> [What this task involves]: Reproduce the lines from the one that contains "Detection annotation — mark the distant" through the last line below, requests included. Add 150 to every bounding box coordinate in the answers, and leave the requests and their format samples unchanged.

> [Data extract]:

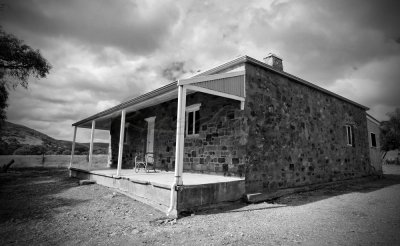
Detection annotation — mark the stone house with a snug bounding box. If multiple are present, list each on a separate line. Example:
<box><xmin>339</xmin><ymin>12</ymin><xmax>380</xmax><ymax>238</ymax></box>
<box><xmin>73</xmin><ymin>54</ymin><xmax>374</xmax><ymax>198</ymax></box>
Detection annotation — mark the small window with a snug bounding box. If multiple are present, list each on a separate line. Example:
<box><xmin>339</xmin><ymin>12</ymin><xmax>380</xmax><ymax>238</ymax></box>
<box><xmin>185</xmin><ymin>104</ymin><xmax>201</xmax><ymax>136</ymax></box>
<box><xmin>124</xmin><ymin>123</ymin><xmax>129</xmax><ymax>144</ymax></box>
<box><xmin>346</xmin><ymin>125</ymin><xmax>354</xmax><ymax>146</ymax></box>
<box><xmin>370</xmin><ymin>132</ymin><xmax>376</xmax><ymax>148</ymax></box>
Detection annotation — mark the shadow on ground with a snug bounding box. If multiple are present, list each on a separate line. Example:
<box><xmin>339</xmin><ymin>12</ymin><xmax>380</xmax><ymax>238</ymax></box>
<box><xmin>195</xmin><ymin>167</ymin><xmax>400</xmax><ymax>215</ymax></box>
<box><xmin>0</xmin><ymin>167</ymin><xmax>86</xmax><ymax>223</ymax></box>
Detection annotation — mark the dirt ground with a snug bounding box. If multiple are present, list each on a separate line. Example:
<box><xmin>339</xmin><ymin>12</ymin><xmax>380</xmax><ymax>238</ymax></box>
<box><xmin>0</xmin><ymin>166</ymin><xmax>400</xmax><ymax>245</ymax></box>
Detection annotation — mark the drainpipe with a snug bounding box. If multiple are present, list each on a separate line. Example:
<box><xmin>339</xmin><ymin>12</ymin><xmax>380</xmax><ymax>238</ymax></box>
<box><xmin>69</xmin><ymin>126</ymin><xmax>78</xmax><ymax>169</ymax></box>
<box><xmin>89</xmin><ymin>120</ymin><xmax>96</xmax><ymax>171</ymax></box>
<box><xmin>167</xmin><ymin>83</ymin><xmax>186</xmax><ymax>216</ymax></box>
<box><xmin>117</xmin><ymin>109</ymin><xmax>126</xmax><ymax>177</ymax></box>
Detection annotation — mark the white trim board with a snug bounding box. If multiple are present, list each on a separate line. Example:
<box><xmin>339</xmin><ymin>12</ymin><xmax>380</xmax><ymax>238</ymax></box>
<box><xmin>178</xmin><ymin>71</ymin><xmax>245</xmax><ymax>85</ymax></box>
<box><xmin>185</xmin><ymin>85</ymin><xmax>245</xmax><ymax>102</ymax></box>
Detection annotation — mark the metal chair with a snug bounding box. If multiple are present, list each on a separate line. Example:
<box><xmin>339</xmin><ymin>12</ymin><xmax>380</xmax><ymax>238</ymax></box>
<box><xmin>134</xmin><ymin>152</ymin><xmax>156</xmax><ymax>173</ymax></box>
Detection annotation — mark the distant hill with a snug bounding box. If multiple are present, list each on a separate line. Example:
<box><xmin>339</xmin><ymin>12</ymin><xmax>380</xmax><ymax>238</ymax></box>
<box><xmin>0</xmin><ymin>121</ymin><xmax>108</xmax><ymax>155</ymax></box>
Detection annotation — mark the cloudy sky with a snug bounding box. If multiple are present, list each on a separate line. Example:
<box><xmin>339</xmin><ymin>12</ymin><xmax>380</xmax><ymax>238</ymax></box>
<box><xmin>0</xmin><ymin>0</ymin><xmax>400</xmax><ymax>142</ymax></box>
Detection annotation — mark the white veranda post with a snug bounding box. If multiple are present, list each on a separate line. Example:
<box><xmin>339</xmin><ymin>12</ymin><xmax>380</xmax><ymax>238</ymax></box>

> [Response for this exercise]:
Detection annotation — mark the distant hill with a snug bounding box. If multiple are present, list each on a separate line. Example:
<box><xmin>339</xmin><ymin>12</ymin><xmax>380</xmax><ymax>238</ymax></box>
<box><xmin>150</xmin><ymin>271</ymin><xmax>258</xmax><ymax>305</ymax></box>
Detection annotation — mark the cloudy sky with a snug bounding box. If multiple are present, list each on a separate line. Example:
<box><xmin>339</xmin><ymin>12</ymin><xmax>380</xmax><ymax>238</ymax></box>
<box><xmin>150</xmin><ymin>150</ymin><xmax>550</xmax><ymax>292</ymax></box>
Detection annotation — mark the white veranda post with a snug bounding box. If multiple are present, list each on a separate line. Example:
<box><xmin>339</xmin><ymin>12</ymin><xmax>380</xmax><ymax>238</ymax></box>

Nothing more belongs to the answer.